* PROBLEM 1
According to the article on the drone wind tunnel, what is NUAIR short for?
* PROBLEM 2
Translate this sentence from the article on the drone wind tunnel into Spanish: "The nonprofit focuses on UAS operations, aeronautical research, safety management, and consulting services."

MARCY, N.Y. — Syracuse University graduate students Vincent James McGovern and Jean-Eric van der Elst Portero this past academic year worked with NUAIR and the Swiss firm WindShape on an unmanned aircraft systems (UAS) wind tunnel that will be used to test how different weather patterns affect drone flight.
NUAIR says it annually seeks college-level interns interested in the UAS or drone industry to give them “hands-on, real-life experiences” with the technology.
The contributions both McGovern and van der Elst Portero have made to the wind-tunnel project has helped NUAIR “move the commercial drone industry forward,” the organization said in a news release. The UAS wind tunnel and the tests conducted within will help shape future rules and regulations for safe, advanced drone operations like package and medical deliveries via drone, NUAIR contends.
Although their in-person internship was cut short due to the COVID-19 pandemic, McGovern and van der Elst Portero continued to collaborate virtually with NUAIR and its partners on this project. They both have their bachelor’s degree in aerospace engineering and are working on their master’s degrees in mechanical and aerospace engineering at Syracuse University.
Syracuse–based NUAIR is short for Northeast UAS Airspace Integration Research. The nonprofit focuses on UAS operations, aeronautical research, safety management, and consulting services.
Vincent James McGovern
McGovern took the lead on researching integral products and components of the UAS wind tunnel, including a global navigation satellite system (GNSS) simulator and motion capture environment. GNSS is much like the GPS in a phone, but in addition to time and location, GNSS also determines speed, vehicle motion, and more.
Utilizing a GNSS simulator within a closed environment allows for the safe flight-testing of drones in different scenarios and weather conditions, “removing the potential risk” of putting people or property in harm’s way, NUAIR said.

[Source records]
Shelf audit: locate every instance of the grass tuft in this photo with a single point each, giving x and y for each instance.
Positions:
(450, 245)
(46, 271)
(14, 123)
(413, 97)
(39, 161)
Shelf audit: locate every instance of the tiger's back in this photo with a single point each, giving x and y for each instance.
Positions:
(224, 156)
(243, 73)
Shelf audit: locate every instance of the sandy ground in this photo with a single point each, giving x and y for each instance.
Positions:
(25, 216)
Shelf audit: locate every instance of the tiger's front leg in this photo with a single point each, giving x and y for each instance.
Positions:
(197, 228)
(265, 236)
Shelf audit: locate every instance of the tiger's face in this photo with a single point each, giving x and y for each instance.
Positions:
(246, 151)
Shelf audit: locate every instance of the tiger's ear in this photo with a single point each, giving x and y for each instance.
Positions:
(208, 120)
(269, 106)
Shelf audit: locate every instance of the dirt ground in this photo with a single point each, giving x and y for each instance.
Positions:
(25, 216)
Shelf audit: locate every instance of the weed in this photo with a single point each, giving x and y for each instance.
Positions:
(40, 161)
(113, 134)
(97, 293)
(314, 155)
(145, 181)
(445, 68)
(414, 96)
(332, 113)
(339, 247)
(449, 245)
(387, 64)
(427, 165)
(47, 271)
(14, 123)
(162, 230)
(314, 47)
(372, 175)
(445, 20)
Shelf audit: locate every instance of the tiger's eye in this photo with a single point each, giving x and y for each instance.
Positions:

* TASK SOLUTION 1
Northeast UAS Airspace Integration Research

* TASK SOLUTION 2
La organización sin fines de lucro se centra en las operaciones de UAS, la investigación aeronáutica, la gestión de la seguridad y los servicios de consultoría.